Begin GIVEN RECORDS

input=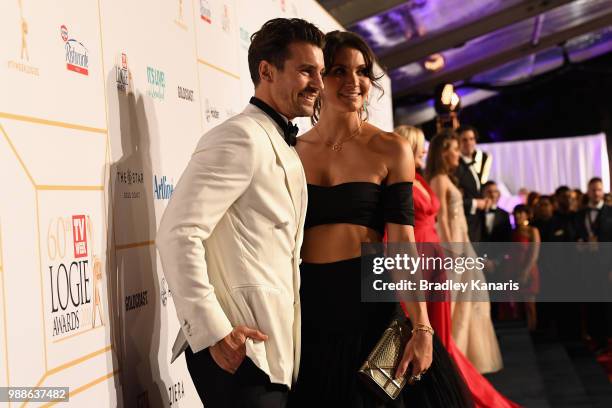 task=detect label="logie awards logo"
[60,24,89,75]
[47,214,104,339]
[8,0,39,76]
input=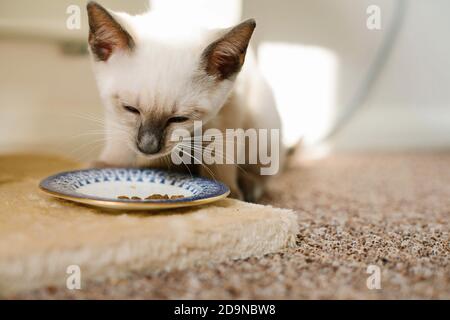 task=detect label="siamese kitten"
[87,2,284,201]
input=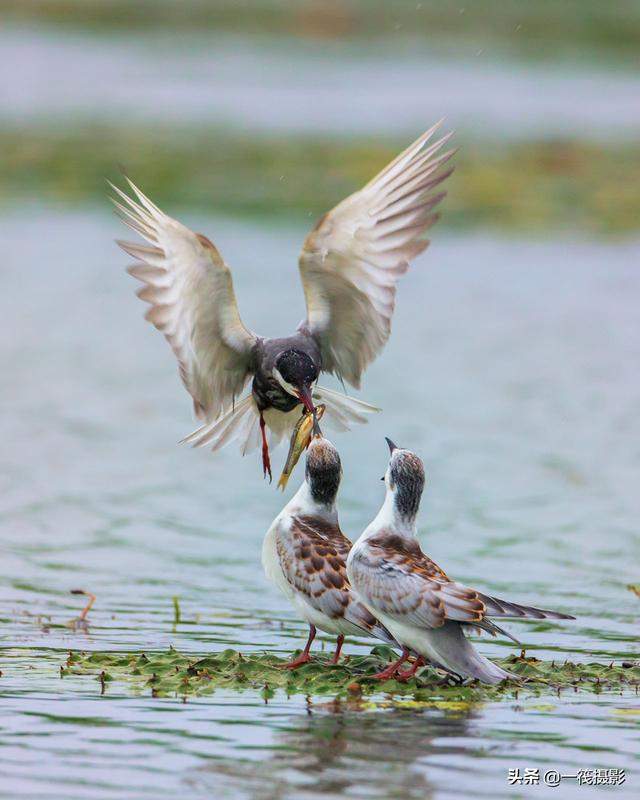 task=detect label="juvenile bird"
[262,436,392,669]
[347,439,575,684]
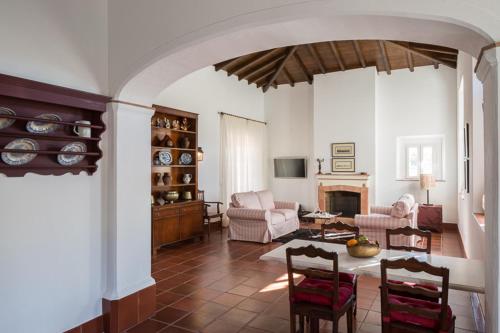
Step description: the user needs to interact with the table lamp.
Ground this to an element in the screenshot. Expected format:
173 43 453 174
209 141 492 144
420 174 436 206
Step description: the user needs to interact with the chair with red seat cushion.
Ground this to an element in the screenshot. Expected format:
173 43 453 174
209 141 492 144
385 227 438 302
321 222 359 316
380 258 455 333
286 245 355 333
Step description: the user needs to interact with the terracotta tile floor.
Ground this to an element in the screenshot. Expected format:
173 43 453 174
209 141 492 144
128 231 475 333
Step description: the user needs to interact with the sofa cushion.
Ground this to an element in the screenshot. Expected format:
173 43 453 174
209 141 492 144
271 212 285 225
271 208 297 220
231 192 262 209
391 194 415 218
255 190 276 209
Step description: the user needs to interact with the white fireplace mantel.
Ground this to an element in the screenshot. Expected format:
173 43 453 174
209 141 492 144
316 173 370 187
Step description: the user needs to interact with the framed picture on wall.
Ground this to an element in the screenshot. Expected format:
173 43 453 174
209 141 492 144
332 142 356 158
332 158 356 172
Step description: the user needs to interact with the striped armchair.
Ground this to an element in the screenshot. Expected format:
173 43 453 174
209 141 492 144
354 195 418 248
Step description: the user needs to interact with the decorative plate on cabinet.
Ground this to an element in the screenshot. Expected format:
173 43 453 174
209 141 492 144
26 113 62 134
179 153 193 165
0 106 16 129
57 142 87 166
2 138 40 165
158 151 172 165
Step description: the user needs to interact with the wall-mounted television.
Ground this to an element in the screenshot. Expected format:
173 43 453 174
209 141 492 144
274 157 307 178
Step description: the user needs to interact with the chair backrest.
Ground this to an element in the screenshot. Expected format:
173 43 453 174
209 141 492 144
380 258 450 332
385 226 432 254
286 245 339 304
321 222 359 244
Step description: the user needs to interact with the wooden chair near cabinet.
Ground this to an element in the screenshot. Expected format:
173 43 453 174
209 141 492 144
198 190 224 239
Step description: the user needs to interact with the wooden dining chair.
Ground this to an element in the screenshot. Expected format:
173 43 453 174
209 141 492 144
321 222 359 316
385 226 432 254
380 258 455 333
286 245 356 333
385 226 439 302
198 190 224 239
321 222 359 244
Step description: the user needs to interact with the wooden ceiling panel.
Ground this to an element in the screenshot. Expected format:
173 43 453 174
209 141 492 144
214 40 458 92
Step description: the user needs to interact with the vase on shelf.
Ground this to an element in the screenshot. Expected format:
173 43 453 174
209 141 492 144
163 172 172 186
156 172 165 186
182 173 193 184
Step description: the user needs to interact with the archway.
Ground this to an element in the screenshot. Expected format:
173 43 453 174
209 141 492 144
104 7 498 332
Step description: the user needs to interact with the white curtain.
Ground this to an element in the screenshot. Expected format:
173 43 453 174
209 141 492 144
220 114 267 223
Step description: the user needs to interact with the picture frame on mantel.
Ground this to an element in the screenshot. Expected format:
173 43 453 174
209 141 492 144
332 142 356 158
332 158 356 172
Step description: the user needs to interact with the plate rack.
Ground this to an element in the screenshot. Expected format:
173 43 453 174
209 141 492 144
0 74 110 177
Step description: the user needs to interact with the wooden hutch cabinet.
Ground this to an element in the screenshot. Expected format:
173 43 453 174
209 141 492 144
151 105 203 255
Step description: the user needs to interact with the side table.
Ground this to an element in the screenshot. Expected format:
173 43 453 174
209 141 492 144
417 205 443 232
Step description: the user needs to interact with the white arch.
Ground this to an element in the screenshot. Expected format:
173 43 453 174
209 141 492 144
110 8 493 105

End GIVEN RECORDS

_GIVEN INSTRUCTION:_
State how many lines in the material contain the string "mantel", with case counting. Reply with the number only.

_TASK RESPONSE:_
2